[Opening Extracted records section]

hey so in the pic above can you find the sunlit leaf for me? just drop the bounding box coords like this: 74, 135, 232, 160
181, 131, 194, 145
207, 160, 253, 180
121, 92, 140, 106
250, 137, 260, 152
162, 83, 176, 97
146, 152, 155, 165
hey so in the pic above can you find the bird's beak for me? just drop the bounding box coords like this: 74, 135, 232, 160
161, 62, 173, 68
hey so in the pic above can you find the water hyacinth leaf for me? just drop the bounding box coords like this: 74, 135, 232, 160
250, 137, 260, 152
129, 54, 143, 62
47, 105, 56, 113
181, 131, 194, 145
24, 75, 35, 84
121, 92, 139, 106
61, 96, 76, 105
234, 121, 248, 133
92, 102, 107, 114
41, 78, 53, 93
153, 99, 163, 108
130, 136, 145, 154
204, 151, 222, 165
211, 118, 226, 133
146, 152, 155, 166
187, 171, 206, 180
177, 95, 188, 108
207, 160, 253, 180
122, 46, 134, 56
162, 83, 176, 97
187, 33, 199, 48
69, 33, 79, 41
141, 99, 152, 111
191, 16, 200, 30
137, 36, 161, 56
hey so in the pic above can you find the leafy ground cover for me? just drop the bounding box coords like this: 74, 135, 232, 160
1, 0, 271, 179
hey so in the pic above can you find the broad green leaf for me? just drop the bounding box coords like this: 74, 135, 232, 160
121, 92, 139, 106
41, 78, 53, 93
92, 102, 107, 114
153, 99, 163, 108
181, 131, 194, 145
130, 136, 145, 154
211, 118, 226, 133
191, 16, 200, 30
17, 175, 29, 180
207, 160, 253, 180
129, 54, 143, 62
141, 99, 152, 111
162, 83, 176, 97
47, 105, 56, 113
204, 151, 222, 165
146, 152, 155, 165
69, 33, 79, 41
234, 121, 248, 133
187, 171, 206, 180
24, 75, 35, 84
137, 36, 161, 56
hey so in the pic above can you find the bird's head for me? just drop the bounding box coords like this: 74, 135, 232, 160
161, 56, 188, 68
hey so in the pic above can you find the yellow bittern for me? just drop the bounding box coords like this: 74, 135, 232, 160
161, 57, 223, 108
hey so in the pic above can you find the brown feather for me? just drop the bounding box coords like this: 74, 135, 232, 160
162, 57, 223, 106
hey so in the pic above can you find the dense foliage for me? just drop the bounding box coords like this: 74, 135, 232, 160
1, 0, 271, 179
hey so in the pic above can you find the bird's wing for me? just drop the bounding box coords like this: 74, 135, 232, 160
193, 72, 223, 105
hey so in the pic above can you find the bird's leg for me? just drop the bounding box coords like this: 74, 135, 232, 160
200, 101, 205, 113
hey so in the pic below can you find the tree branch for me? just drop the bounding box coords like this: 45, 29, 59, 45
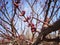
32, 19, 60, 45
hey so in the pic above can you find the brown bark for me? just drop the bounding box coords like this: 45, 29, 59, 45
33, 19, 60, 45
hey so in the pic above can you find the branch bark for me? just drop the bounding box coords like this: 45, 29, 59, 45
32, 19, 60, 45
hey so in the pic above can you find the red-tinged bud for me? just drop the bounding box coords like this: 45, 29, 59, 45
28, 23, 35, 27
22, 11, 25, 15
27, 16, 31, 20
7, 37, 10, 40
31, 27, 36, 32
20, 11, 25, 16
28, 23, 31, 27
28, 23, 36, 32
31, 23, 34, 27
30, 23, 36, 32
31, 29, 35, 32
24, 16, 31, 22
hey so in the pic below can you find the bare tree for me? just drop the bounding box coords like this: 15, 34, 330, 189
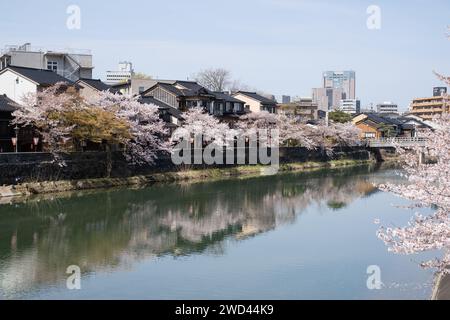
229, 79, 254, 93
194, 68, 231, 92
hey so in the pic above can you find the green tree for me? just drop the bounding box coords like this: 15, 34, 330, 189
328, 111, 352, 123
378, 124, 397, 138
62, 107, 132, 177
132, 72, 152, 80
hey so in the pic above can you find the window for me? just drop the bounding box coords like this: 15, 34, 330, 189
47, 61, 58, 72
226, 102, 232, 112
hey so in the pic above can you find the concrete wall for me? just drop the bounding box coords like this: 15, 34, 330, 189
10, 51, 46, 69
0, 70, 37, 104
0, 147, 372, 185
131, 79, 158, 95
78, 84, 100, 100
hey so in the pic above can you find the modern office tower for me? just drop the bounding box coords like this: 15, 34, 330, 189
376, 102, 398, 114
323, 71, 356, 100
281, 95, 291, 104
312, 87, 344, 111
105, 61, 134, 84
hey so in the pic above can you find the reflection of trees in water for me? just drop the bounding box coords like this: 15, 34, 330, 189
0, 166, 379, 296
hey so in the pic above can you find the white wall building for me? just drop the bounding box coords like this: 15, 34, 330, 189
376, 102, 398, 114
339, 99, 361, 114
0, 66, 72, 104
105, 61, 134, 85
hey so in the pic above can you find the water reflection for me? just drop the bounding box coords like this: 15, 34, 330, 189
0, 164, 411, 299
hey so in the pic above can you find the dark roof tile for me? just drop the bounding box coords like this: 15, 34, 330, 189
212, 91, 245, 103
77, 78, 111, 91
5, 66, 75, 86
235, 91, 276, 104
139, 96, 183, 119
0, 94, 19, 112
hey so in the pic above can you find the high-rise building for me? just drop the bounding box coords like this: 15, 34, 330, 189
312, 87, 344, 111
323, 71, 356, 100
281, 95, 291, 104
376, 102, 398, 114
0, 43, 93, 81
339, 99, 361, 114
105, 61, 134, 84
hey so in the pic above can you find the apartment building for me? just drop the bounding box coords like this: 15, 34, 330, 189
410, 96, 448, 120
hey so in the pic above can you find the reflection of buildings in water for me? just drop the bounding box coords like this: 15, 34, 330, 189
0, 167, 379, 296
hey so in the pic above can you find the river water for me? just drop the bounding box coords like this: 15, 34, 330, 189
0, 165, 439, 299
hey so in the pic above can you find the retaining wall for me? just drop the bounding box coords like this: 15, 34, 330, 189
0, 147, 373, 185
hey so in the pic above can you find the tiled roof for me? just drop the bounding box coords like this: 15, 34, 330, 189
0, 94, 19, 112
139, 96, 183, 119
77, 78, 111, 91
158, 83, 186, 96
235, 91, 276, 104
4, 65, 74, 86
364, 113, 400, 125
212, 91, 245, 103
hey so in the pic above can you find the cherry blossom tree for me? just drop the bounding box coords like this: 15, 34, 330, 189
377, 113, 450, 273
171, 108, 232, 147
236, 111, 360, 153
13, 82, 88, 153
13, 84, 170, 168
87, 91, 171, 165
377, 31, 450, 274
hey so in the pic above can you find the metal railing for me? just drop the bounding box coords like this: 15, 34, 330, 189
1, 45, 91, 56
365, 137, 427, 148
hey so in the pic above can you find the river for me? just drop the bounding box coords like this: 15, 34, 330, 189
0, 165, 440, 299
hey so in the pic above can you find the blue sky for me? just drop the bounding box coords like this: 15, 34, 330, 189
1, 0, 449, 110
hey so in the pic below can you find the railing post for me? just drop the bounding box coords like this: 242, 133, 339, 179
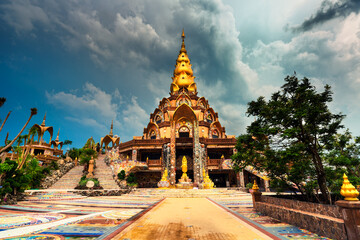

[Closing Extracted records section]

[How to complete this task]: Reproduce the entries above exactly, though not their pictures.

[Result below]:
hey so in the pic above can you find the sunlit leaf for me? just drop the bounding box coords like this: 74, 135, 232, 160
181, 131, 194, 145
207, 160, 253, 180
121, 92, 140, 106
250, 137, 260, 152
162, 83, 176, 97
146, 152, 155, 165
hey so in the pic above can you find the bird's beak for me? just drop the bounding box coords like this: 74, 135, 232, 160
161, 62, 173, 68
hey so in the pic above can you find the water hyacinth leaf for me? just drop the bounding box coords like this: 74, 135, 232, 160
250, 137, 260, 152
129, 54, 143, 62
47, 105, 56, 113
181, 131, 194, 145
24, 75, 35, 84
121, 92, 139, 106
61, 96, 76, 105
234, 121, 248, 133
92, 102, 107, 114
41, 78, 53, 93
153, 99, 163, 108
130, 136, 145, 154
204, 151, 222, 165
211, 118, 226, 133
146, 152, 155, 166
187, 171, 206, 180
177, 95, 188, 108
207, 160, 253, 180
122, 46, 134, 56
162, 83, 176, 97
187, 33, 199, 48
69, 33, 79, 41
141, 99, 152, 111
191, 16, 200, 30
137, 36, 161, 56
hey so in the pic above can you find the leafy ground cover for me? just drop the bounding box coords like this: 74, 135, 232, 160
1, 0, 271, 179
hey so in the pic above can you find the broad green leaf for me? just drop the bounding box coords like this: 74, 135, 232, 160
121, 92, 139, 106
41, 78, 53, 93
92, 102, 107, 114
153, 99, 163, 108
181, 131, 194, 145
130, 136, 145, 154
211, 118, 226, 133
191, 16, 200, 30
17, 175, 29, 180
207, 160, 253, 180
129, 54, 143, 62
141, 99, 152, 111
162, 83, 176, 97
47, 105, 56, 113
204, 151, 222, 165
146, 152, 155, 165
69, 33, 79, 41
234, 121, 248, 133
187, 171, 206, 180
24, 75, 35, 84
137, 36, 161, 56
hey so in the pic above can you find the bird's head for me? just drop the bounding box coords like this: 74, 135, 232, 160
161, 56, 188, 68
hey so in the pic above can you find the yellow bittern for me? just drop the bounding box coords like this: 74, 135, 232, 160
161, 57, 223, 108
hey so in the pic above can you find the brown feather for me? just drop the bounding box coords like this: 74, 135, 232, 160
162, 57, 223, 106
hey so in the pic above can you find the dense foliage for me? just drop the bounding box coords like this: 74, 135, 232, 160
1, 0, 271, 179
hey so in the pic above can you find the bird's wing for me? just drop the bounding box coords like this: 74, 135, 232, 160
193, 72, 223, 105
hey so in the pic above can you find the bird's leg for me? just drop the bounding box coords like this: 74, 135, 232, 160
200, 101, 205, 113
hey so in the pic below can you find the tree branch for me? just drop the bounding box coords like this: 45, 29, 59, 45
32, 19, 60, 45
hey so in the pic above can you find the brown bark for me? just drop the bounding box coords like this: 45, 29, 59, 45
33, 19, 60, 45
hey so in the pic above can you find the branch bark for me? just drop the bounding box coords like this: 45, 29, 59, 45
32, 19, 60, 45
hey so in the pic above can you find the red-tinged bud for me? just drop the bounding box coords like this: 45, 29, 59, 45
28, 23, 35, 27
22, 11, 25, 15
27, 16, 31, 20
7, 37, 10, 40
31, 27, 36, 32
20, 11, 25, 16
28, 23, 31, 27
28, 23, 36, 32
31, 23, 34, 27
30, 23, 36, 32
31, 29, 35, 32
24, 16, 31, 22
hey so in the pic below can you find the bare tree for me? just drop the bounding box coords like this: 15, 34, 330, 189
229, 79, 254, 93
194, 68, 231, 92
hey so in the pic above can you find the green tree for me? just drop the bounding box coords like this: 15, 34, 330, 189
328, 111, 352, 123
378, 124, 397, 138
62, 107, 132, 177
132, 72, 152, 80
hey so in the pic above can you find the window for me? just drop the bounding box coords like this: 15, 34, 330, 189
47, 61, 58, 72
226, 102, 232, 112
hey so in the pic above can you find the concrete wall for me? just drop the bounding box coords like this: 15, 34, 330, 189
10, 51, 46, 69
0, 70, 37, 104
0, 147, 372, 185
131, 79, 158, 95
78, 84, 100, 100
hey so in the pic above can you find the modern office tower for me? just drop the bounding box coords like this: 15, 34, 330, 189
376, 102, 398, 114
323, 71, 356, 100
281, 95, 291, 104
312, 87, 344, 111
105, 61, 134, 84
hey so in the pic above can you find the reflection of trees in water for me? just drop the bounding box coords like this: 15, 34, 330, 189
0, 166, 379, 296
hey so in the pic above can you find the white wall building for me? just drop the bounding box coords like this: 15, 34, 330, 189
376, 102, 398, 114
339, 99, 361, 114
0, 66, 72, 104
105, 61, 134, 85
hey so in the pic above can you find the water reflection for me? just drop the bounding box coords like this: 15, 34, 330, 189
0, 164, 411, 299
hey so in the pic above can you find the dark roof tile for me? just drop the bounding box coords like this: 15, 34, 330, 189
212, 91, 245, 103
77, 78, 111, 91
5, 66, 75, 86
235, 91, 276, 104
139, 96, 183, 119
0, 94, 19, 112
hey so in the pic above can you find the high-rise building for me? just drop the bounding box coords like this: 15, 34, 330, 189
312, 87, 344, 111
323, 71, 356, 100
281, 95, 291, 104
376, 102, 398, 114
0, 43, 93, 81
339, 99, 361, 114
105, 61, 134, 84
hey so in the pic above can you find the apartment building for me? just drop the bounding box coords like this: 15, 34, 330, 189
410, 96, 448, 120
hey so in the pic above can you find the reflection of buildings in water for me? just drop the bounding box coords like this: 15, 34, 330, 189
0, 167, 379, 296
hey so in the pic above can you find the river water for me? just drop the bounding box coords like this: 15, 34, 330, 189
0, 165, 439, 299
hey so in the pic above can you find the retaining wall for me? just drop the bounding box coords like this: 15, 34, 330, 189
0, 147, 373, 185
hey so in the pic above can you find the tiled roof for me? just drop the bounding box coords like this: 15, 34, 330, 189
0, 94, 19, 112
139, 96, 183, 119
77, 78, 111, 91
158, 83, 186, 96
235, 91, 276, 104
4, 65, 74, 86
364, 113, 400, 125
212, 91, 245, 103
hey so in the pic above can you find the cherry blossom tree for me? just drop the bounding box coords like this: 15, 34, 330, 189
377, 113, 450, 273
171, 108, 232, 147
236, 111, 360, 153
13, 82, 88, 153
13, 84, 170, 168
87, 91, 171, 165
377, 31, 450, 274
hey so in the pic above can you find the metal railing for me? just drop the bounding box coords like this: 15, 34, 330, 189
1, 45, 91, 56
365, 137, 427, 148
hey so in the pic above can you find the river for me? just drop the bounding box coords like this: 15, 34, 330, 189
0, 165, 440, 299
hey so in the pic above can you find the blue sky for me? just drop the bounding box coords like this: 15, 34, 330, 189
1, 0, 449, 110
hey so in the pic below can you find the railing post for me? just drop the bounding box coords like this: 242, 133, 339, 179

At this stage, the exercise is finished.